- **About this task**
What you return should be the lines from the first line of the records below through the line holding "of the tarnished", unchanged.

========================================

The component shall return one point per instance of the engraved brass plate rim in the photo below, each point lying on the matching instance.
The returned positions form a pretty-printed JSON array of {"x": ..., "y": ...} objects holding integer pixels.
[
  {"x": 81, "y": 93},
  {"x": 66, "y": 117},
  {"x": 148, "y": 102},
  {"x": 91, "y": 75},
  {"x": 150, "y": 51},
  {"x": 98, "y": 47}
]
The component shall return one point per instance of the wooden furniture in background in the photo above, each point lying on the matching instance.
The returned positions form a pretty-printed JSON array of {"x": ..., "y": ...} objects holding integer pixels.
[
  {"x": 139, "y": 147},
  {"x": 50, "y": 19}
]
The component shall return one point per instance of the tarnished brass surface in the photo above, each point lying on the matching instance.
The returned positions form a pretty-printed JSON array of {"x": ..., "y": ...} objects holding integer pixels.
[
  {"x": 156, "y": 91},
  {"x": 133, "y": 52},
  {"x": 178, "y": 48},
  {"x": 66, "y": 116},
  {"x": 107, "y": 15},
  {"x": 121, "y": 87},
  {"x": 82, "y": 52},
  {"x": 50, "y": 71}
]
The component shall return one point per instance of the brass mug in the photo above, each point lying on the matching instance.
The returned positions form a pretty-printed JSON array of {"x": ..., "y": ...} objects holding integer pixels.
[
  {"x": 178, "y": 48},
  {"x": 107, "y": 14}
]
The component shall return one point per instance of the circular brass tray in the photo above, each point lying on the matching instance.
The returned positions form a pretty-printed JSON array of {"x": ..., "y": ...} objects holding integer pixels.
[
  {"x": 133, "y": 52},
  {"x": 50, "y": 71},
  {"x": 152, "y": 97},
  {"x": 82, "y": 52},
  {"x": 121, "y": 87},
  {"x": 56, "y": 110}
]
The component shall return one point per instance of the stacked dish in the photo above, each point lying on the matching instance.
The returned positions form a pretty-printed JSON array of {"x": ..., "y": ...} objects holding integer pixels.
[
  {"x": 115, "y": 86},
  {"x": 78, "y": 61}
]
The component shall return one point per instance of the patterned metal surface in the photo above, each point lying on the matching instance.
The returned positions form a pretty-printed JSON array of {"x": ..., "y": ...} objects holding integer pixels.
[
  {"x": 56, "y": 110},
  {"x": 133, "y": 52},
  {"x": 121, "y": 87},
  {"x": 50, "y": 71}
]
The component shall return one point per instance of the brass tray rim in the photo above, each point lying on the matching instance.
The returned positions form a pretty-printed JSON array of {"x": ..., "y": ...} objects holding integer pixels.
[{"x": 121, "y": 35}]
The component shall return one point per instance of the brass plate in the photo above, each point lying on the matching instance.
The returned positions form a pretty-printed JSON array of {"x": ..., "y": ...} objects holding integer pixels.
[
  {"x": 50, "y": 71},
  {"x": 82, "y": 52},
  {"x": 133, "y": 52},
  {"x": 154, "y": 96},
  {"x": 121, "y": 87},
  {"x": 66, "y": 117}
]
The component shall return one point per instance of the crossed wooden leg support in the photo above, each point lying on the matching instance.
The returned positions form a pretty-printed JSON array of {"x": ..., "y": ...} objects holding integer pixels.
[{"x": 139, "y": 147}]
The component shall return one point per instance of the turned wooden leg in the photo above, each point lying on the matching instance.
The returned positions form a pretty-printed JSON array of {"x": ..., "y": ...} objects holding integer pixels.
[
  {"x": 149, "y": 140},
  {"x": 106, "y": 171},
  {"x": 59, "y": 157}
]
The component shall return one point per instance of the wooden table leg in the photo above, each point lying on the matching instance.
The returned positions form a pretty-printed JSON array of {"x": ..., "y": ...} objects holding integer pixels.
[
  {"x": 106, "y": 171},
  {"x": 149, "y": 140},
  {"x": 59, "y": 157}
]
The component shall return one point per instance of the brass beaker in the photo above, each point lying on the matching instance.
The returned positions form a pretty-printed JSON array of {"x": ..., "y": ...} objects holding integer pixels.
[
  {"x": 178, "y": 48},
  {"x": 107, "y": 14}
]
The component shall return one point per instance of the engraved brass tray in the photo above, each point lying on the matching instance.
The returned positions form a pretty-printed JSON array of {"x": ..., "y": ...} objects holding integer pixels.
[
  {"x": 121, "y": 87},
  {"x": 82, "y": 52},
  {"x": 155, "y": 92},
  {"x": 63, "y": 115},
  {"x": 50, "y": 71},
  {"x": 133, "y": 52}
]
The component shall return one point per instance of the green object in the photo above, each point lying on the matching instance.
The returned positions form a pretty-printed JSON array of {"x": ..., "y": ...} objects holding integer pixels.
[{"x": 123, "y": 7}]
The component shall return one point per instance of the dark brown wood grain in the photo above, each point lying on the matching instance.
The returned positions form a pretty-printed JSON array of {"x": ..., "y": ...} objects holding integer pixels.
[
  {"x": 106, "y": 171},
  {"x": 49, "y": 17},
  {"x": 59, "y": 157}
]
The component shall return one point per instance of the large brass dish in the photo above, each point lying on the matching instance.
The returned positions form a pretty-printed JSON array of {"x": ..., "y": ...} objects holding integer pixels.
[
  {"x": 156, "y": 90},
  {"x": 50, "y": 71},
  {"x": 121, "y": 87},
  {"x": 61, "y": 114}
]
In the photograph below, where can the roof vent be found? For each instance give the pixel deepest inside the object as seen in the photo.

========================================

- **Completed task**
The component shall return one point per instance of the engraved brass plate rim in the photo below, each point lying on the matching instance.
The returned positions form a pretty-printed JSON array of {"x": ..., "y": ...} objects holding integer pixels.
[
  {"x": 81, "y": 93},
  {"x": 66, "y": 117},
  {"x": 148, "y": 102},
  {"x": 91, "y": 75},
  {"x": 150, "y": 51},
  {"x": 98, "y": 47}
]
The component shall return one point per instance of the wooden furniture in background in the photo above, each point lying on the matching instance.
The returned positions form a pretty-printed JSON array of {"x": ..., "y": ...} objects holding integer pixels.
[
  {"x": 139, "y": 147},
  {"x": 50, "y": 19}
]
The component shall return one point per instance of the tarnished brass surface in the photo above, each point lying on the matching instance.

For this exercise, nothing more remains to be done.